La regola del gioco prende il via con immagini d’epoca e prosegue con la narrazione. Ottima la prova di Jeremy Renner (due nomination agli Oscar come Miglior attore protagonista per The Hurt Locker e The Town) che ancora una volta ha dimostrato la sua grande versatilità. Poco azzeccata al contrario, la scelta del titolo in italiano: comunica poco, rischia di far cadere in inganno richiamando alla memoria l’omonimo film francese del 1939 di Jean Renoir e in ultima travia del tutto dall’originale Kill the Messenger che letteralmente significa “Uccidi il messaggero” (il giornalista), molto più in linea con la pellicola.

■ Dati forniti ■
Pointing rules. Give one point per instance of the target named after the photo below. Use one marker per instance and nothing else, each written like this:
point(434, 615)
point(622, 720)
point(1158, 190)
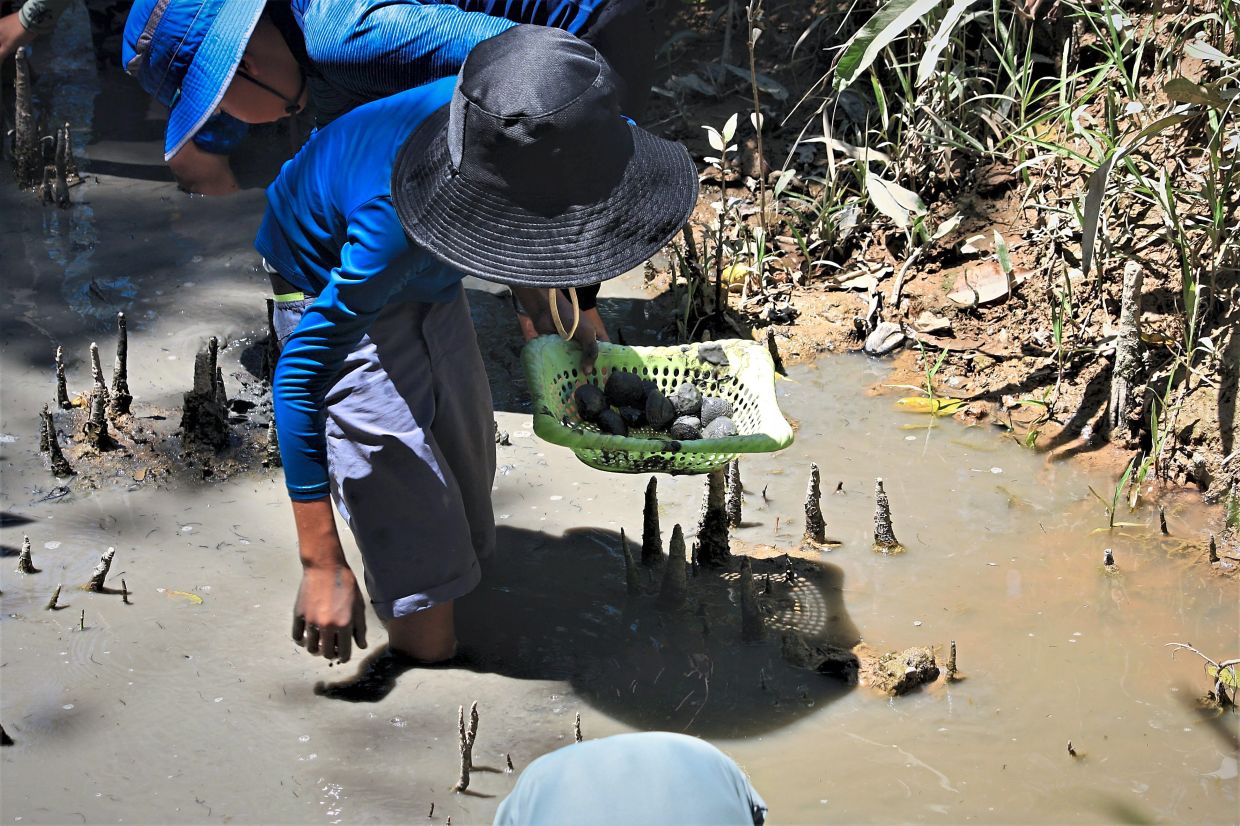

■ Completa quanto segue ■
A – Trascrivi dalla recensione il passo che inizia con "La regola del" e prosegue fino a "con la pellicola.".
B – Elenca tutti i titoli di film in lingua inglese che compaiono nella recensione.

■ Risposte per compito ■
A –
La regola del gioco prende il via con immagini d’epoca e prosegue con la narrazione. Ottima la prova di Jeremy Renner (due nomination agli Oscar come Miglior attore protagonista per The Hurt Locker e The Town) che ancora una volta ha dimostrato la sua grande versatilità. Poco azzeccata al contrario, la scelta del titolo in italiano: comunica poco, rischia di far cadere in inganno richiamando alla memoria l’omonimo film francese del 1939 di Jean Renoir e in ultima travia del tutto dall’originale Kill the Messenger che letteralmente significa “Uccidi il messaggero” (il giornalista), molto più in linea con la pellicola.

B –
The Hurt Locker
The Town
Kill the Messenger